*** Opening of Extracted text ***

High School World History

Today I finished a three week main lesson at the Waldorf-flavored high school where I teach part time. It was a class with the juniors and we spent three weeks galloping through the centuries from the Fall of Rome to the year 1900. That's a lot of history by any stretch and a ridiculous amount to cram into one little three week main lesson! But  one of the peculiarities of this school is its three week main lessons, so one learns to adjust!
 
And because Waldorf is concerned with the "economy of teaching", of the "symptomatic approach" to history, one does not need to fret that one has not covered every country, every battle, every historical event of note. Instead, one works with a wider sweep, searching for themes that move through historical periods and then broadly outlining the lives of people or events which took place which are symptomatic of that change.
 
And so, after a quick re-cap on the Fall of Rome and the next 800 or so years ( they had had a block last year which went to the early Medieval Age), we slowed down to get a sense for the essence of the Medieval Age in Europe - what was it about? How did people live? How did the people view themselves and the world? We then moved on to the Renaissance and took as a theme, what are the differences between the Medieval Age and the Renaissance? We didn't have to cover every fascinating person - we touched on Joan of Arc, on Henry the Navigator and Marco Polo, Ghenghis Khan, Galileo, Leonardo da Vinci and others - as typical of that time period.

*** Close of Extracted text ***

- **Exercises to complete**:
1) Please list every person the history lesson post names as having been touched on as typical of their time period.
2) According to the history lesson post, what span of time did the juniors' class cover?
3) Summarize the history lesson post in two sentences.

*** Opening of Entries shown ***

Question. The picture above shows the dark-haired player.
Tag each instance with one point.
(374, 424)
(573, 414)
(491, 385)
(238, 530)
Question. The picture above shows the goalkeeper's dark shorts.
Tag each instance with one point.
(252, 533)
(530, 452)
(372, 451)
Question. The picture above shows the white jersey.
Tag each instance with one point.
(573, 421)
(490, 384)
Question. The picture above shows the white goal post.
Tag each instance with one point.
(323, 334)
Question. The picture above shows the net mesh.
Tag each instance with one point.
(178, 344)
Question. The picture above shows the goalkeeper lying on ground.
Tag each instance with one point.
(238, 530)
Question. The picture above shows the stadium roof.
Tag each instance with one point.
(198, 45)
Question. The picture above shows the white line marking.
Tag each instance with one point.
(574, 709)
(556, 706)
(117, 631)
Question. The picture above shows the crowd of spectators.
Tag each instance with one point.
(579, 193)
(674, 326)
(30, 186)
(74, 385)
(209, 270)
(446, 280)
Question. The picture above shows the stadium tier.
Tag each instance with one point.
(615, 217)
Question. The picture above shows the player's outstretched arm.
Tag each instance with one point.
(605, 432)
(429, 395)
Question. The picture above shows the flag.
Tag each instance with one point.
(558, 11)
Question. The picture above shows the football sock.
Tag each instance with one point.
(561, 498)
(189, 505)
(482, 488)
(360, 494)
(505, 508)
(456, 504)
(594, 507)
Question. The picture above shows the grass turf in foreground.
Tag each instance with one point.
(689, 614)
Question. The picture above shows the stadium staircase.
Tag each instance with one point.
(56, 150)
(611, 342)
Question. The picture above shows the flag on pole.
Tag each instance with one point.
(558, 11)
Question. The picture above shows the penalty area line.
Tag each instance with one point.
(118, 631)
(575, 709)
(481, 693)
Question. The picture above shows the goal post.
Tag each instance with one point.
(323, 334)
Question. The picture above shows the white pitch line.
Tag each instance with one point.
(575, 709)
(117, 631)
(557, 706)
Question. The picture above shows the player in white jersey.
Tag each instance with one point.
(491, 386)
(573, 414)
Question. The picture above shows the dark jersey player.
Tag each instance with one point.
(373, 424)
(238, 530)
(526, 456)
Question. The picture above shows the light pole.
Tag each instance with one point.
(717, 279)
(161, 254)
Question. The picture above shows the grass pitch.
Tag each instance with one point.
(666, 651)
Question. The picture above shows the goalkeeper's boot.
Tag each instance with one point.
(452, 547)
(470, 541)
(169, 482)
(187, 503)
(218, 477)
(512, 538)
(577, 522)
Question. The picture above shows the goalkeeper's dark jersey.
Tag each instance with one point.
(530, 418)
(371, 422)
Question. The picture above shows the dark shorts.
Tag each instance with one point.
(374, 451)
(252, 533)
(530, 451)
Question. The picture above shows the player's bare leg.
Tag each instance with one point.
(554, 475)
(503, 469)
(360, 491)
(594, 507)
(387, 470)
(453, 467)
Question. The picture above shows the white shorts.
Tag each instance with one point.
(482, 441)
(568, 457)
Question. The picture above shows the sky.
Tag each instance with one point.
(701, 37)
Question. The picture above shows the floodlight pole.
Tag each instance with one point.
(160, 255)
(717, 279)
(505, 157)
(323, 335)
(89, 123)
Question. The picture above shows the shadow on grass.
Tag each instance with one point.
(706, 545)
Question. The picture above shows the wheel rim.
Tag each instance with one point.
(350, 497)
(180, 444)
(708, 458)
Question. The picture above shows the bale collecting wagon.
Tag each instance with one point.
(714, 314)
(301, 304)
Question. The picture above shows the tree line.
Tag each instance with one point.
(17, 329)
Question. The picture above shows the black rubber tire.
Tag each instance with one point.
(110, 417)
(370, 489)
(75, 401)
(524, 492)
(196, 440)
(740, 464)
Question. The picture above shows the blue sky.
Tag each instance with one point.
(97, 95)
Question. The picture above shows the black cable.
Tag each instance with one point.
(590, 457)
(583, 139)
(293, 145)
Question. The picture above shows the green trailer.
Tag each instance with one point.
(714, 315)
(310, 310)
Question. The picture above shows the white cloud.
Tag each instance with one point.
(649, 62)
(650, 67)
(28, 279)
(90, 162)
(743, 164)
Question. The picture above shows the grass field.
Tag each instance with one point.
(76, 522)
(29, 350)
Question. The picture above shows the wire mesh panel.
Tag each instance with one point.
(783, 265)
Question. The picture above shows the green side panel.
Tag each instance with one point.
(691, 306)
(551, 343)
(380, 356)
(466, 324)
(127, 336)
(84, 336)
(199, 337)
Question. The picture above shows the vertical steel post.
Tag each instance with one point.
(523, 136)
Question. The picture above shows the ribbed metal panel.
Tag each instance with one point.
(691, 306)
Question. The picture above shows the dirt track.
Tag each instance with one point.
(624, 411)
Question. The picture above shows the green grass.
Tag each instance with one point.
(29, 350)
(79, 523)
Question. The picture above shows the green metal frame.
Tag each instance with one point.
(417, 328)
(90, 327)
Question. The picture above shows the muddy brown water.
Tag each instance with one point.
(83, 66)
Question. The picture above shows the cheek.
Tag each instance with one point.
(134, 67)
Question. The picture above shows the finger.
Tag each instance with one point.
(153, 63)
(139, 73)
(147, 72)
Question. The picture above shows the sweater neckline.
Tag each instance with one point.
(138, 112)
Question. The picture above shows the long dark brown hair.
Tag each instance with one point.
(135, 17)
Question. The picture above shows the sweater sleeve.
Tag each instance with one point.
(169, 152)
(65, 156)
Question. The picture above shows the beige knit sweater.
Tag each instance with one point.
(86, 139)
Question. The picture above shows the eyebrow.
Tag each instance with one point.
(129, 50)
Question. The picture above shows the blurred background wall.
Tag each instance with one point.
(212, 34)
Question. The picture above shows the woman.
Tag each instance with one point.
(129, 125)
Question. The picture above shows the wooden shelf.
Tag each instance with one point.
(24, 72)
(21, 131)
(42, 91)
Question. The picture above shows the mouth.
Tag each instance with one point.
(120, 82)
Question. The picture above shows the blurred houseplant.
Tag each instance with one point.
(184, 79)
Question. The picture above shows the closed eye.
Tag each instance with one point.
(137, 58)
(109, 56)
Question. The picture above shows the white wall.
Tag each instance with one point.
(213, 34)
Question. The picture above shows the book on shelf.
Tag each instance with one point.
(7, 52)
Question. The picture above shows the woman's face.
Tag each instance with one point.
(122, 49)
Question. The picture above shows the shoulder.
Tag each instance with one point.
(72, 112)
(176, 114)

*** Close of Entries shown ***

- **Replies**:
1) Joan of Arc, Henry the Navigator, Marco Polo, Ghenghis Khan, Galileo, Leonardo da Vinci

2) From the Fall of Rome to the year 1900.

3) The writer finished a three-week main lesson with juniors at a Waldorf-flavored high school, covering history from the Fall of Rome to 1900. Following the Waldorf "symptomatic approach," the class traced broad themes instead of every event, slowing down to grasp the essence of the Medieval Age before comparing it with the Renaissance through figures typical of each period.